_Instructions for the task_
An exact copy of the lines from the one containing "In this photo, point at the bare" through the last line below is required; include both of those lines and no others.
Data under study START
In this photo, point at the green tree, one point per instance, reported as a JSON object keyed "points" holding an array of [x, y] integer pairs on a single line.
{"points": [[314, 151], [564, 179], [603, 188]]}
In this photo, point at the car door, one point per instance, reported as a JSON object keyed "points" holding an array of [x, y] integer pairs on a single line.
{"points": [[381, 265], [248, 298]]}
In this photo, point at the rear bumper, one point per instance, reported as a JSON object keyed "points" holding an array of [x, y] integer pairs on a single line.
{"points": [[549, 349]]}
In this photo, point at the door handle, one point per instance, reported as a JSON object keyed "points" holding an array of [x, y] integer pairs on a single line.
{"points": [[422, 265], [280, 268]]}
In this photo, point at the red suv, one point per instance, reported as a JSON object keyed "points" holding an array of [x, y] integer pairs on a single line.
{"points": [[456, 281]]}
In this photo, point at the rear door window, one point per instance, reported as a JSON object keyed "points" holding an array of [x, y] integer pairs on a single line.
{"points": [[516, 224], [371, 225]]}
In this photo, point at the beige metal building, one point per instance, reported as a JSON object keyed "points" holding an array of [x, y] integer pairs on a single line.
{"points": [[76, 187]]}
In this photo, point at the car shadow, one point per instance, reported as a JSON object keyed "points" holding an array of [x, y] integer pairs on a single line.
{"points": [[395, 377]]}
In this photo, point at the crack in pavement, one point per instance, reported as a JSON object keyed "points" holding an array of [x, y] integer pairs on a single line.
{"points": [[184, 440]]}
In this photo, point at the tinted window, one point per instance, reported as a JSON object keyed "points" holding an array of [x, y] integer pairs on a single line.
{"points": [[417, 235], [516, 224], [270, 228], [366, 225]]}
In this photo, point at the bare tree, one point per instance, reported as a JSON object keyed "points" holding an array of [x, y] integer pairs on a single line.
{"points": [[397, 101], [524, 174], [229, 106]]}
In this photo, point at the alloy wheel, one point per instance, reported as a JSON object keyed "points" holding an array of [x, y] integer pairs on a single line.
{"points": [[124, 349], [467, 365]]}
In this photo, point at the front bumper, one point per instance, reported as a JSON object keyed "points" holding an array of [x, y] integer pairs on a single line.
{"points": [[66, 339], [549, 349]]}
Data under study END
_Exercise answer_
In this photo, point at the bare tree, one point per instance, reported as a JSON object keyed "points" holding an array of [x, y] integer pairs on a single line.
{"points": [[397, 101], [524, 174], [229, 106]]}
In this photo, point at the alloy wheel, one point per instance, reported as a JSON object keyed "points" holding an array of [x, y] integer pairs on a single line.
{"points": [[124, 349], [467, 365]]}
In this photo, point at the front bumper, one point per instance, reported as a JSON object keyed "points" holding an array of [x, y] integer pairs on a single line.
{"points": [[66, 339], [549, 349]]}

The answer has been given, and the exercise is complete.